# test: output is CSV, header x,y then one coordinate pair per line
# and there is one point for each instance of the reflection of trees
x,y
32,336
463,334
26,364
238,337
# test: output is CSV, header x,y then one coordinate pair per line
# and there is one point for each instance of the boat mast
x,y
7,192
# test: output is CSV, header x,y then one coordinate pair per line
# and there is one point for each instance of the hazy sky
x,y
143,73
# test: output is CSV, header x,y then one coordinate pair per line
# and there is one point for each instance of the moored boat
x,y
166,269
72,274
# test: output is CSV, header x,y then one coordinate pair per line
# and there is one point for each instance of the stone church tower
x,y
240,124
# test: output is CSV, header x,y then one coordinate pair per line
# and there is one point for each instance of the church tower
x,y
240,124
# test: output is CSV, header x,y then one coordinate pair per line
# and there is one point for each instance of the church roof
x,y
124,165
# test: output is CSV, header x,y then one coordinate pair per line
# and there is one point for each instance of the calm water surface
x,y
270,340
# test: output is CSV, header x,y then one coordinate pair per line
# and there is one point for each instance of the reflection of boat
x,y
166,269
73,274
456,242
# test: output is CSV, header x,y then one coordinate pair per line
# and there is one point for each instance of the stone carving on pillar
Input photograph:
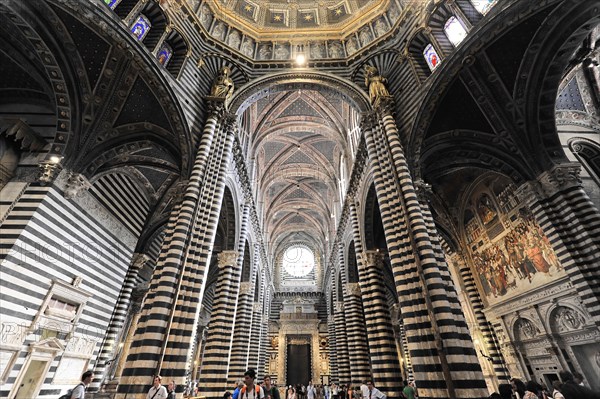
x,y
424,191
371,258
376,85
560,177
76,185
49,171
353,289
230,121
368,120
227,258
245,287
222,85
549,183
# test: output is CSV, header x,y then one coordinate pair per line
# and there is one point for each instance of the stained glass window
x,y
431,57
298,261
112,3
455,31
141,27
164,54
483,6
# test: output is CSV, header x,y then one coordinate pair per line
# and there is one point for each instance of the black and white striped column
x,y
571,222
442,354
220,327
164,338
360,369
241,337
110,344
341,342
239,348
385,363
485,327
333,366
255,335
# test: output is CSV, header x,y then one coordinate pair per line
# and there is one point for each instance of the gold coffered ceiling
x,y
297,19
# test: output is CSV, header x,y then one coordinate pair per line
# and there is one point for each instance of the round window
x,y
298,261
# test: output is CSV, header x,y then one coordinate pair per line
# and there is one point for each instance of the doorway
x,y
32,379
298,364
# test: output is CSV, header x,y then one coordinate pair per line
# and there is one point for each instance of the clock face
x,y
298,261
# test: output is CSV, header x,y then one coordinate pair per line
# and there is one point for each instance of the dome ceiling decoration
x,y
299,138
265,30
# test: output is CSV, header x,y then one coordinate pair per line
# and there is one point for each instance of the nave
x,y
333,191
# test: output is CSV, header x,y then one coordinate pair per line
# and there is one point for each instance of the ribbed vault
x,y
301,153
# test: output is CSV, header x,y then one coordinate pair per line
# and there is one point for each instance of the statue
x,y
376,84
222,85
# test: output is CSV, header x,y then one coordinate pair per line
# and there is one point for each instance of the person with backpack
x,y
271,391
251,390
78,392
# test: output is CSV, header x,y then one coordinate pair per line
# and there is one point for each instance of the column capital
x,y
216,107
560,177
368,120
229,120
385,106
138,260
49,170
245,287
76,184
371,257
227,258
424,190
550,182
353,289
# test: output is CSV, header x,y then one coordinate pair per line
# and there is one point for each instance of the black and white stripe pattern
x,y
46,237
572,224
476,304
355,319
163,340
421,289
220,328
380,334
341,342
333,367
241,339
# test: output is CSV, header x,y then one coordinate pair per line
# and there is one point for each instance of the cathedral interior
x,y
325,190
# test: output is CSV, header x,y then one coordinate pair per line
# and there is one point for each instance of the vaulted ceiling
x,y
299,140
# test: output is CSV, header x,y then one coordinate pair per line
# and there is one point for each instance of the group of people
x,y
570,386
247,389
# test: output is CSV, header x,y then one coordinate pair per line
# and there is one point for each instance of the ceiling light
x,y
300,59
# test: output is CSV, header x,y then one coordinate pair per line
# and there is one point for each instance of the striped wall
x,y
429,318
163,340
46,237
475,303
572,224
380,334
220,328
356,333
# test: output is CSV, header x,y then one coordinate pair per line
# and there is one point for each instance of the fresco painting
x,y
519,260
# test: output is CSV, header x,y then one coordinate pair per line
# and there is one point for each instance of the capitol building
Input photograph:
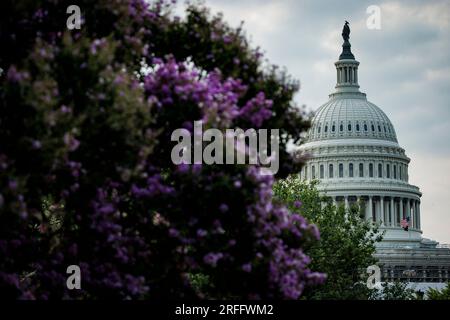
x,y
353,152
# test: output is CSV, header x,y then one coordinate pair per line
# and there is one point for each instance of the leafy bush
x,y
347,240
86,179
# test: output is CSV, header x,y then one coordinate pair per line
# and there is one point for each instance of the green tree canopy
x,y
347,240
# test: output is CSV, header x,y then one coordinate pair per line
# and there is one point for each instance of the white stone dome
x,y
352,150
350,116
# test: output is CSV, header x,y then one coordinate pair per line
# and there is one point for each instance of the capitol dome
x,y
352,149
350,116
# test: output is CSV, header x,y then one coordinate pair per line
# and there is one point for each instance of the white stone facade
x,y
352,149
•••
● **Problem**
Copy each line of the material above that contains the word "column", leaving out all other lines. Treat uppercase and lowercase as different, so only exact-case matches count.

● **Correct output**
# and there is one point for each instance of the black and white striped column
# and there is one point for each instance of the column capital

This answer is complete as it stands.